- 抜粋 -
高橋早苗

モンドの高橋早苗のレビュー・感想・評価

モンド(1996年製作の映画)
4.5
・・・彼は 気に入った大人に聞く
「僕を 養子にしてくれる?」
大人は皆 一様にいぶかしむ
年はいくつ? 家はどこ?
・・・そんな問いよりも先に 彼は姿を消してる

彼の友達は皆 彼の笑顔に笑みを返す人
ホームレス 釣師 パン屋 大道芸人 郵便夫・・・
いつの間にか この町の住人となっていたモンド


廃屋だろうか 人気のない庭で彼が昼寝をするシーンが好きだ
気配を感じたロシアンブルーが耳をすます
庭のあちこちに置かれた石像の顔と 誰かの囁く声


尺八のような音が、妙に似合う。
雫の落ちる音まで聞こえそうで、じっと聞き入る。

- 演習問題 -
A. モンドのレビューによると、この映画は何年に製作されたか。
B. モンドのレビューの「彼の友達は皆 彼の笑顔に笑みを返す人」から「雫の落ちる音まで聞こえそうで、じっと聞き入る。」までを、そのまま書き写せ。
C. モンドのレビューの続きを、最後の文の後から書き継げ。
項目はこの作業とは関係がない。

保存データ項目:
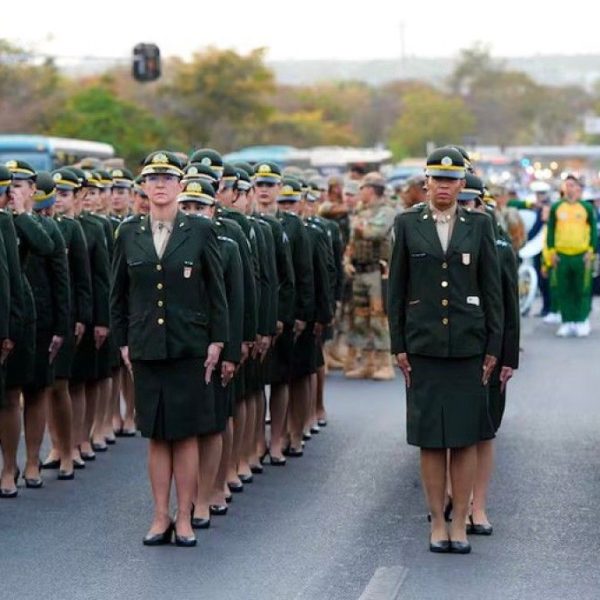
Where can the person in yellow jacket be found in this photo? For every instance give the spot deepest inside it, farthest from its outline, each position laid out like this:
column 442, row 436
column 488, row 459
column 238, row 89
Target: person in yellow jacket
column 572, row 240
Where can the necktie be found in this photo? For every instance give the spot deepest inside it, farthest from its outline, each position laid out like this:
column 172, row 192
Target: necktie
column 161, row 238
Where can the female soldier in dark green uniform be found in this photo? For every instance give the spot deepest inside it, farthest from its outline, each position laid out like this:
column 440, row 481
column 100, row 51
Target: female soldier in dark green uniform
column 445, row 315
column 49, row 279
column 9, row 411
column 60, row 416
column 198, row 198
column 170, row 319
column 472, row 197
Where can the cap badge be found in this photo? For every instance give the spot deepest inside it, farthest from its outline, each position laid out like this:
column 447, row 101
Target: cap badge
column 160, row 158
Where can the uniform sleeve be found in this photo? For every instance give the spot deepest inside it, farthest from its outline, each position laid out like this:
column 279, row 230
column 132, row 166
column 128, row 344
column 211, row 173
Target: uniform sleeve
column 235, row 301
column 80, row 273
column 218, row 322
column 397, row 288
column 33, row 235
column 100, row 272
column 17, row 299
column 488, row 271
column 303, row 273
column 4, row 293
column 510, row 295
column 322, row 283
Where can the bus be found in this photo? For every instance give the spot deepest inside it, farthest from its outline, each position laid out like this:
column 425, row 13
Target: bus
column 49, row 153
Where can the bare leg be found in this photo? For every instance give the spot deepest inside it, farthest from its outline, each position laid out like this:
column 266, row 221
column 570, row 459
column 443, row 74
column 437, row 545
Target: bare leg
column 35, row 404
column 278, row 405
column 103, row 398
column 10, row 433
column 463, row 466
column 160, row 469
column 129, row 398
column 433, row 476
column 321, row 412
column 217, row 496
column 61, row 423
column 209, row 450
column 91, row 394
column 78, row 404
column 248, row 442
column 259, row 435
column 185, row 470
column 485, row 466
column 239, row 428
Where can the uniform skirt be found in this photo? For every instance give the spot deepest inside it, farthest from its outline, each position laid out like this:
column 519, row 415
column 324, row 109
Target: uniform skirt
column 43, row 371
column 304, row 357
column 497, row 400
column 447, row 405
column 21, row 361
column 172, row 401
column 281, row 361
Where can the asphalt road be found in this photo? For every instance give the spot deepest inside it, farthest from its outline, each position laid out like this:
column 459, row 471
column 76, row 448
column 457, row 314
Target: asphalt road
column 347, row 521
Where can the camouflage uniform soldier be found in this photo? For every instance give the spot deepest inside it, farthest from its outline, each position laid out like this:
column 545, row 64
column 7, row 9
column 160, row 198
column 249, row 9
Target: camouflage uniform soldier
column 366, row 261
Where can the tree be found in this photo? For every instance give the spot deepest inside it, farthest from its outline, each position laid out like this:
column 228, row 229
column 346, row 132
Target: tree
column 429, row 116
column 220, row 97
column 95, row 113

- 解答例 -
A. 1996年

B.
彼の友達は皆 彼の笑顔に笑みを返す人
ホームレス 釣師 パン屋 大道芸人 郵便夫・・・
いつの間にか この町の住人となっていたモンド


廃屋だろうか 人気のない庭で彼が昼寝をするシーンが好きだ
気配を感じたロシアンブルーが耳をすます
庭のあちこちに置かれた石像の顔と 誰かの囁く声


尺八のような音が、妙に似合う。
雫の落ちる音まで聞こえそうで、じっと聞き入る。

C.
うるさい外世界と、モンドが居る静かな世界の、境界線が見えそうで、ついジッと見入ってしまう。


・・・読み書きのできない彼に
釣師は石を削り アルファベットを教える

Mは 山のかたち
Oは 暗い空に出る満月
Nは ノン(名前のない) 手をあげて挨拶をする
Dは 半月のかたちをしてる
Oは 暗い空に出る満月

モンドは 自分の名前が刻まれた石を ポケットにしまい
繰り返しつぶやいて 初めて字を覚える


彼が笑みをなくし 野良犬のように拾われて
この町を去った後
身を案じていた老女は 庭に
モンドが 字を刻んだ石をみつける
「いつまでも たくさん」

ええ。本当に。
綱渡りの男フィリップ・プティを知った映画です。

モンドという子が
その笑顔に
笑顔で返してくれる人

ホームレス
釣師
パン屋
大道芸人
郵便夫
…たちと微笑み合う世界と

どこから来た、年はいくつだと
聞くだけで
彼の笑顔を見ず
交わろうとしない“外の世界”と

その世界の隔たりの間にあるのは
笑顔だ。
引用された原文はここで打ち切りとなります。